**Problem requirements:**
In the rows below, write out character for character the stretch from the line containing "the white wall" through the line containing "x=314, y=332", both included, and nothing else.

[Stored dataset items]
▼
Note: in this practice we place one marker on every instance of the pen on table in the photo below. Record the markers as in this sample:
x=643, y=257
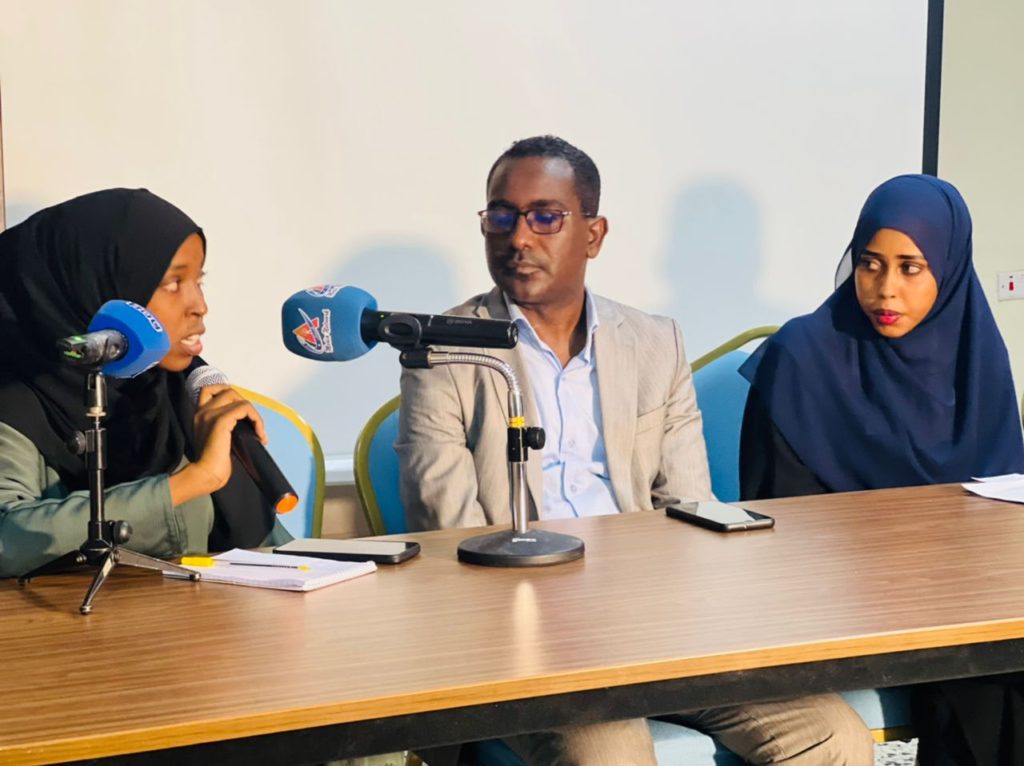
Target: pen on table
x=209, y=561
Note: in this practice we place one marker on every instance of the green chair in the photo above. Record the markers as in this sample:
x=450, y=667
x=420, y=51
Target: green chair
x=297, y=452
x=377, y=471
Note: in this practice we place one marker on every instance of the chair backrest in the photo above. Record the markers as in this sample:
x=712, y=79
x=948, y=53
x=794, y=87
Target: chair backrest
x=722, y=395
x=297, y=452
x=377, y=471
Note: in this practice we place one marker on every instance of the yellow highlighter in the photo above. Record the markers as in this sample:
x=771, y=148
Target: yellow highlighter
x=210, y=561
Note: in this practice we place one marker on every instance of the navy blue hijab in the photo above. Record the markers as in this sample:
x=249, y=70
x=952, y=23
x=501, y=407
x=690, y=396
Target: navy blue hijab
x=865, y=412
▲
▼
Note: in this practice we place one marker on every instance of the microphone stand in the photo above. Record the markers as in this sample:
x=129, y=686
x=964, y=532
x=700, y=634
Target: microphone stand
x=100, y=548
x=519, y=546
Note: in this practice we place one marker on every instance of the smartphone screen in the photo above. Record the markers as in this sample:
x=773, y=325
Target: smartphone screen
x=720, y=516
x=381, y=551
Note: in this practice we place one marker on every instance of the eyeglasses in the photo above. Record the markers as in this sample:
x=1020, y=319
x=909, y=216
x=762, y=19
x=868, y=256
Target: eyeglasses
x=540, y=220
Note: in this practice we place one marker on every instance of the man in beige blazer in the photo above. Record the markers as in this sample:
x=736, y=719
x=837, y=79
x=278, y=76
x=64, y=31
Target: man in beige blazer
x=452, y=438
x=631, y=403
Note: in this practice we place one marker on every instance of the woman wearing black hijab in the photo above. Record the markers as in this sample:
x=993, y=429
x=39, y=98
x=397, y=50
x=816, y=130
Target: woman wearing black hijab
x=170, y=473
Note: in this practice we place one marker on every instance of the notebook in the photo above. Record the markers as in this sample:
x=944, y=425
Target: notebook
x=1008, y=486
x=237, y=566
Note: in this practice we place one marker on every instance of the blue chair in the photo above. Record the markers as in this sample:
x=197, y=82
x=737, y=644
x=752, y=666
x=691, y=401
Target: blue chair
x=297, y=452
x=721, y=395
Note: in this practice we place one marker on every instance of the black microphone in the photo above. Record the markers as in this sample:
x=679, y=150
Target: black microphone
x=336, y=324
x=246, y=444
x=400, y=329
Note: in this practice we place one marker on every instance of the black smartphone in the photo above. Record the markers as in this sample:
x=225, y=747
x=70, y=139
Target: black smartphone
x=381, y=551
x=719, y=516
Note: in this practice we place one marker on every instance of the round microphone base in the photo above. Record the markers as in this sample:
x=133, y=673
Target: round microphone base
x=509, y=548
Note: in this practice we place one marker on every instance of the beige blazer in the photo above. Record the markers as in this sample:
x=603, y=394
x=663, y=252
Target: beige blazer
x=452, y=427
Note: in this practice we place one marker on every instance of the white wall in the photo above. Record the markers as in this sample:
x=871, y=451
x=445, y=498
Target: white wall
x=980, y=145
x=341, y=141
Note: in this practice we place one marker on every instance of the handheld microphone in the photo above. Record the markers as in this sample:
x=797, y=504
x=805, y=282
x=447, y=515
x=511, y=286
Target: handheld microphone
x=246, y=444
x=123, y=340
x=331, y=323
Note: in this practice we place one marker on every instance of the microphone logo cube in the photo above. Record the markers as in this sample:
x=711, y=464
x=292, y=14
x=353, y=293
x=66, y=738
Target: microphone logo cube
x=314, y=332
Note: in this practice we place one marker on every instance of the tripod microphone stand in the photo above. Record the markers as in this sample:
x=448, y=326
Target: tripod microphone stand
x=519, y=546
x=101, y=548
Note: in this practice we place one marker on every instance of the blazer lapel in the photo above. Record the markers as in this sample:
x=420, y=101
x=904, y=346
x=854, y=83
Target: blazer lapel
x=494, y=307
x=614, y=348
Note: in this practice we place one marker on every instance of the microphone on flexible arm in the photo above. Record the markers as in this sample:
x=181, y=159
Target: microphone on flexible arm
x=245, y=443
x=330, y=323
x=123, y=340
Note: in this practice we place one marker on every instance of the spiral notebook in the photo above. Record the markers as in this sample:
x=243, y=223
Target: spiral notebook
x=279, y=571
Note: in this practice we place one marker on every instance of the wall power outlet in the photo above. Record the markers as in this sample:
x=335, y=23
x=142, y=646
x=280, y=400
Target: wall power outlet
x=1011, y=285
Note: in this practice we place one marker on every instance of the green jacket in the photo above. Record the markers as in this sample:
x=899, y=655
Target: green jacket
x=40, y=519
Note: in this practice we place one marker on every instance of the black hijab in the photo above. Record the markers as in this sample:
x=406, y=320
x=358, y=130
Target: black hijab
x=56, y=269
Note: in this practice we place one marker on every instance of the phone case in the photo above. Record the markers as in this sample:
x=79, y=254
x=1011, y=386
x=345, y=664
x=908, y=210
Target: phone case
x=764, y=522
▲
▼
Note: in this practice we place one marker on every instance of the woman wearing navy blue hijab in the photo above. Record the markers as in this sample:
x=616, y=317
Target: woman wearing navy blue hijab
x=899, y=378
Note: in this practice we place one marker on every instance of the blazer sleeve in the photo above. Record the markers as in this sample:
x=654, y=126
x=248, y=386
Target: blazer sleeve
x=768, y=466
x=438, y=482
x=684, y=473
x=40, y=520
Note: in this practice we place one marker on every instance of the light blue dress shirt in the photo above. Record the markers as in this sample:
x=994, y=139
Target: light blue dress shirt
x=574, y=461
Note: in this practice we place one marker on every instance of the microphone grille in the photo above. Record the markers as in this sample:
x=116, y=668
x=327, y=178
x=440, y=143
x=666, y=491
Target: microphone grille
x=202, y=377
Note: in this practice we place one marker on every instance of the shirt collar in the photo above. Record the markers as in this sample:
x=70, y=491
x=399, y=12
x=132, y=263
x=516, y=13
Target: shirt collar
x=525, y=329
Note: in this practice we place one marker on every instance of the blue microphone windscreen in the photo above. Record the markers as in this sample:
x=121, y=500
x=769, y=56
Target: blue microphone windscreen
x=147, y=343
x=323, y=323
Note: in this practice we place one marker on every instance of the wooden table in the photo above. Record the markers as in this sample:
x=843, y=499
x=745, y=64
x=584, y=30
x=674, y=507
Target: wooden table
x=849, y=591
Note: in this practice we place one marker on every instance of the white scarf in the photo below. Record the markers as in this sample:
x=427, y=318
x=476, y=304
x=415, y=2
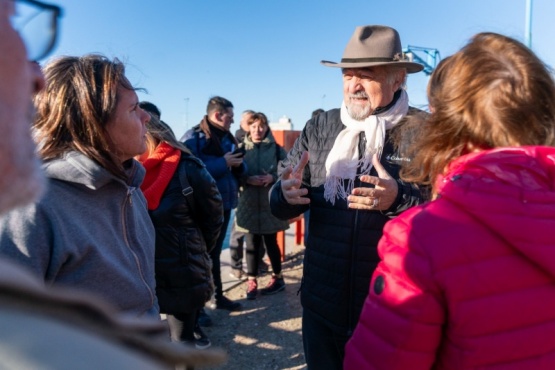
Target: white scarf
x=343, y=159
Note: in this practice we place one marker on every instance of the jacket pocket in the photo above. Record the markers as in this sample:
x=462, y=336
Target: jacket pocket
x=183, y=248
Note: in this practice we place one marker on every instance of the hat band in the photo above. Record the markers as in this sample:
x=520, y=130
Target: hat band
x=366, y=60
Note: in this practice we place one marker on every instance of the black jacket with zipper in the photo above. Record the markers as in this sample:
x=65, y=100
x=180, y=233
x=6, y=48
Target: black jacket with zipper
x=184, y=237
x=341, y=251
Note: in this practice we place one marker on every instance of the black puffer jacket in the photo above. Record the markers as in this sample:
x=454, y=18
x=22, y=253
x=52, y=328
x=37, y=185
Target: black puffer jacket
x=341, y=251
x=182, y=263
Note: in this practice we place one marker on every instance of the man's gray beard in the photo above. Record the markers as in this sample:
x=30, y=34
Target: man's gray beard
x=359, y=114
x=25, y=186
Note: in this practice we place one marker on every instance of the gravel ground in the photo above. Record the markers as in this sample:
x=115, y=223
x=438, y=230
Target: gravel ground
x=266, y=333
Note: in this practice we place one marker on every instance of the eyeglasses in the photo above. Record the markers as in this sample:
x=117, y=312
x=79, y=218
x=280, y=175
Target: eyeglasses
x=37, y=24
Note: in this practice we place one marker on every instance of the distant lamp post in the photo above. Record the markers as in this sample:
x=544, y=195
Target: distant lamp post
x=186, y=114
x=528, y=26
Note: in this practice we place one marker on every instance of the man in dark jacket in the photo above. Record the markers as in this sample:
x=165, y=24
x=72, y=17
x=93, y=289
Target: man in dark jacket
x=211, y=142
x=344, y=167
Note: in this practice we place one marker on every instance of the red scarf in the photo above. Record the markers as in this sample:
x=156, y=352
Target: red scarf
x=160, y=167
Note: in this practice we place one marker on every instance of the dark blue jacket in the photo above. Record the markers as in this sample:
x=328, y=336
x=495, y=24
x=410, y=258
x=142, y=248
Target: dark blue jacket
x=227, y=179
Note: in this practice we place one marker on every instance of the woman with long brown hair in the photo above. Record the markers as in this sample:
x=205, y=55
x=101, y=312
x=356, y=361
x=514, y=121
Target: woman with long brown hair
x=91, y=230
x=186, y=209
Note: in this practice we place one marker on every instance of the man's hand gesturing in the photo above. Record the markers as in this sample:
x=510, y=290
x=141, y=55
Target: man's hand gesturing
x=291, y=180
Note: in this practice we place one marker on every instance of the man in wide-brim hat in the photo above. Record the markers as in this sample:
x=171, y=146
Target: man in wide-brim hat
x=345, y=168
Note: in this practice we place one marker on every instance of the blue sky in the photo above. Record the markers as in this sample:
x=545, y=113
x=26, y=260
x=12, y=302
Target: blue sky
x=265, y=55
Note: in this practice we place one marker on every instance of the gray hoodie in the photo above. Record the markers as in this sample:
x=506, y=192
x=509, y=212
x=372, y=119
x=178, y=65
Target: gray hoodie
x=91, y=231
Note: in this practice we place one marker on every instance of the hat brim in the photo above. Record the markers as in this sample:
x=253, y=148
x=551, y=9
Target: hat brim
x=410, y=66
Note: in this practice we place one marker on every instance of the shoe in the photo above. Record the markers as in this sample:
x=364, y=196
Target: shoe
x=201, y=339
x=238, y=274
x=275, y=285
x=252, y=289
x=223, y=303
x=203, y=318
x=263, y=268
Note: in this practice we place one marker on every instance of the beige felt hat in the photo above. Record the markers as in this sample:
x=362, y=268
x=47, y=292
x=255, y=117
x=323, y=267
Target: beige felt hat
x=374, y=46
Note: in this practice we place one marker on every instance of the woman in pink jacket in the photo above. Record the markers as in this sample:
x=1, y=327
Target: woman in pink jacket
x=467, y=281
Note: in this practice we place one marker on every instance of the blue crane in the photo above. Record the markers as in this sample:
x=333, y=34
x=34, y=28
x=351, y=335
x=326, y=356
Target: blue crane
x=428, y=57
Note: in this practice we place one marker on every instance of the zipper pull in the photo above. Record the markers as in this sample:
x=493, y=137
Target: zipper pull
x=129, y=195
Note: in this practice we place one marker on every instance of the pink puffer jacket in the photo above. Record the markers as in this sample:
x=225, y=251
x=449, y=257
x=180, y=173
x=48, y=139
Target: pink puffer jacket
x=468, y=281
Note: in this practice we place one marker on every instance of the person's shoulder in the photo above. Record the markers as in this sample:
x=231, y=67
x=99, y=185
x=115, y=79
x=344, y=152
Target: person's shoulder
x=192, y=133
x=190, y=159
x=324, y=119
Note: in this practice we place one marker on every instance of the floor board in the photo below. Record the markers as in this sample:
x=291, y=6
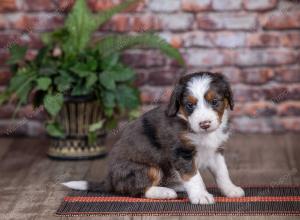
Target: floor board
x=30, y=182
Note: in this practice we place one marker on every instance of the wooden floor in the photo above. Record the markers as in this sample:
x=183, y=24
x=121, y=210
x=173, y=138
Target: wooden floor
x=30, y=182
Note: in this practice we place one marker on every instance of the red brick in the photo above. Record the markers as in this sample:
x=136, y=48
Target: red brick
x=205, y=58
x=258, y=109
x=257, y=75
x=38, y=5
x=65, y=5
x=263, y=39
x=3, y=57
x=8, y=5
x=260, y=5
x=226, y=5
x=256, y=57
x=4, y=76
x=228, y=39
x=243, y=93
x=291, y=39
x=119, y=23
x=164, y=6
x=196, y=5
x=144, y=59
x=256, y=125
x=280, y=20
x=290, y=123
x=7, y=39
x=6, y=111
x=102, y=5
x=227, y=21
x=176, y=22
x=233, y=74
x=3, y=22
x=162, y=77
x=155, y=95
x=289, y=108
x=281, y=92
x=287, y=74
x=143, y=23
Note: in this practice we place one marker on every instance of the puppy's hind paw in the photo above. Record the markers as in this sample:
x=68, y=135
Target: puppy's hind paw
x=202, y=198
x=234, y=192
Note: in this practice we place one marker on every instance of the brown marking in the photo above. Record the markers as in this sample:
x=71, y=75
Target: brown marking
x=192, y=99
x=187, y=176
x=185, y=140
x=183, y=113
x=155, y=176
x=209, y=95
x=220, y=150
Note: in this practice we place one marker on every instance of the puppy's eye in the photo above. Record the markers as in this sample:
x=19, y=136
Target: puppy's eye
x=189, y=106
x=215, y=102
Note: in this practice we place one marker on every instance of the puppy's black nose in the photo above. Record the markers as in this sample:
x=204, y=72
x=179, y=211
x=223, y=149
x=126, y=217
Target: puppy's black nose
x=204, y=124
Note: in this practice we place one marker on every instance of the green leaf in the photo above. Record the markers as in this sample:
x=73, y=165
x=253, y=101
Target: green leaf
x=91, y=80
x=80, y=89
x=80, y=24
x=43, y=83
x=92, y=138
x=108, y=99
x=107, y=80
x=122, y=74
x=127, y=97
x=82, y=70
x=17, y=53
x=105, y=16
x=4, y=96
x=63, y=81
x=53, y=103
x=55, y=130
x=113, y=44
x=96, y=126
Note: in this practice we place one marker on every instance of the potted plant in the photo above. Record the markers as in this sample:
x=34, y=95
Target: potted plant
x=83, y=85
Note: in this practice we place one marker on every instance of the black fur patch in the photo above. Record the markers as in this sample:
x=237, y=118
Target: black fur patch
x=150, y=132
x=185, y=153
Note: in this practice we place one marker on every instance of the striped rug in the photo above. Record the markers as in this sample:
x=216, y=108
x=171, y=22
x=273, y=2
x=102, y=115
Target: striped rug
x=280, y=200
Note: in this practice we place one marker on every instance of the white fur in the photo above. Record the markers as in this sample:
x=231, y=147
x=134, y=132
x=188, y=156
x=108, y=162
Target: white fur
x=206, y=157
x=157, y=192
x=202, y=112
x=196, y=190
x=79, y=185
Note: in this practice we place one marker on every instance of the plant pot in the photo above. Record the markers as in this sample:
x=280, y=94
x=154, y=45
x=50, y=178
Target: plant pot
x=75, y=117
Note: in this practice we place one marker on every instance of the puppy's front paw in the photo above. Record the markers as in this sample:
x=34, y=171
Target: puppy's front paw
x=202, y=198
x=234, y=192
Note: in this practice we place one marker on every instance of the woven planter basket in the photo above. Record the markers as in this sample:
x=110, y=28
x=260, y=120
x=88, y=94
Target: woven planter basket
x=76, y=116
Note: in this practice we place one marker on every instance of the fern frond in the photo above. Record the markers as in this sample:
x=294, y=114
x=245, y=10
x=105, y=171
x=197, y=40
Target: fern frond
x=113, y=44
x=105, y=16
▲
**Reply to the task:**
Note: in this practice we place one marker on every instance of the white wall in the photo above. Record the markers as in this sample:
x=871, y=451
x=445, y=498
Target: white wall
x=980, y=145
x=341, y=141
Note: in this practice we place one marker on every instance of the handheld microphone in the photo above. Record the markers as in this sample:
x=797, y=504
x=805, y=282
x=447, y=515
x=511, y=286
Target: handheld microphone
x=246, y=444
x=123, y=340
x=331, y=323
Note: in this practice we place one marker on every instance of the microphone logo cube in the photo above. Record the markers as in this sample:
x=711, y=464
x=292, y=14
x=353, y=293
x=66, y=738
Target: microphone logo cube
x=314, y=332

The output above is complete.